# The request
Reproduce the listing below from the line containing "Please examine the scan above and tell me where the tall" through the line containing "[851,452,895,549]", requests included. Shift every bounding box coordinate in those lines by -61.

________________________

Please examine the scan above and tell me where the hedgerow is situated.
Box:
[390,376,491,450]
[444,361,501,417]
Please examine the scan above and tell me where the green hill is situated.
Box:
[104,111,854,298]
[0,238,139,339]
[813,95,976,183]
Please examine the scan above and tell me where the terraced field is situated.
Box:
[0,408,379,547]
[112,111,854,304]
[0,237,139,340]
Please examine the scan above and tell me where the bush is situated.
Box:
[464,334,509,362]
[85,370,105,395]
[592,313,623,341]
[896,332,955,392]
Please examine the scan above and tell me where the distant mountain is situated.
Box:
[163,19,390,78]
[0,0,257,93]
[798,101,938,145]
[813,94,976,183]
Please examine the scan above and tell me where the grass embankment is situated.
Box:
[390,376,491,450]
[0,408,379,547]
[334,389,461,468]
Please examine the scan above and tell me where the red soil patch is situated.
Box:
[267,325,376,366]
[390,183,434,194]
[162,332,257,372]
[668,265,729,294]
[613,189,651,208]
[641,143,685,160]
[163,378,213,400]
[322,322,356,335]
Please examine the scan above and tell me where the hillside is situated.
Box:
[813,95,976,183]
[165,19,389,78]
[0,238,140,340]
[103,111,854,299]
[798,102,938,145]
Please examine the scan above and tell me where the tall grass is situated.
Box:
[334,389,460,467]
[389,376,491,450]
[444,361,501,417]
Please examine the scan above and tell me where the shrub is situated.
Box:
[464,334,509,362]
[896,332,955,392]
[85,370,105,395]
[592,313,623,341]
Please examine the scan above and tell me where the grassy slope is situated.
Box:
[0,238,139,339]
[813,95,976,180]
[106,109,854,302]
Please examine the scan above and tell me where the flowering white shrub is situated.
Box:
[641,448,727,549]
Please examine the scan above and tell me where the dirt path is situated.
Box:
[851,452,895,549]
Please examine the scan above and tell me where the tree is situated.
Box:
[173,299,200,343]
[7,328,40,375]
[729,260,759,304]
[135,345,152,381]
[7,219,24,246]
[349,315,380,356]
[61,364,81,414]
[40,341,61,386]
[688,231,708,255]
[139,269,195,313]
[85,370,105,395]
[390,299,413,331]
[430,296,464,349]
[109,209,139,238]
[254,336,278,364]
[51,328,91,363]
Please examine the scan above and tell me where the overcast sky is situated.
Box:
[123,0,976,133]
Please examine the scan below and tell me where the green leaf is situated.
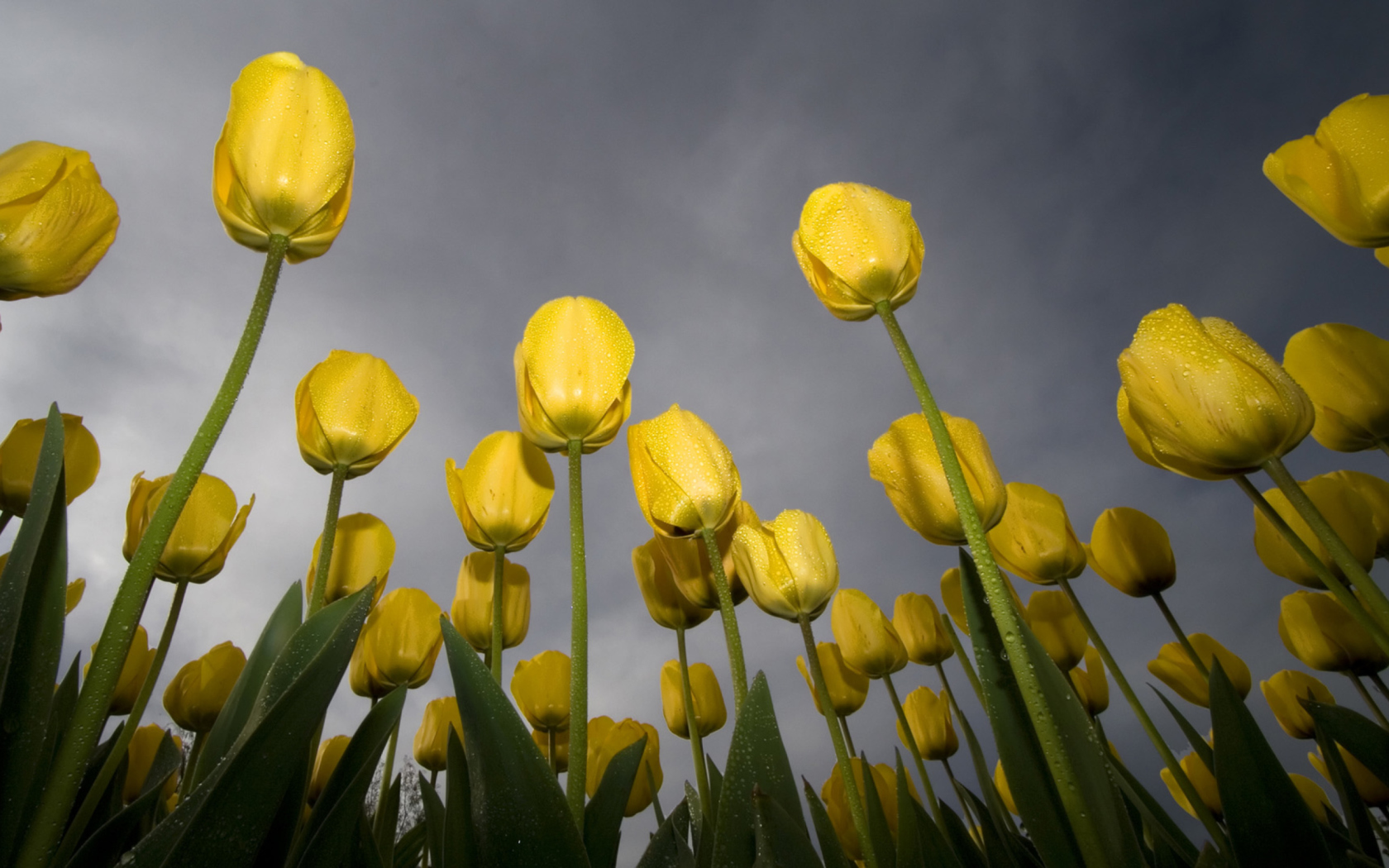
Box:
[1210,661,1332,868]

________________________

# Final answer
Please examine the scan above and tell me where the tall grass is situated.
Box:
[273,328,399,406]
[328,315,430,389]
[383,300,440,356]
Please examine the scan above and tell me where the shrub is situated.
Box:
[403,273,448,301]
[835,271,894,331]
[24,309,44,334]
[531,252,562,280]
Please examine the scan above and tell me where the grassy slope is situated.
Box:
[-61,177,78,278]
[752,34,915,119]
[45,48,793,241]
Please examine the scan above and tell me where the flowering white shrub is situated.
Box:
[580,387,666,488]
Please examine the scan above and tell me where the dirt path is situated.
Box:
[790,391,834,488]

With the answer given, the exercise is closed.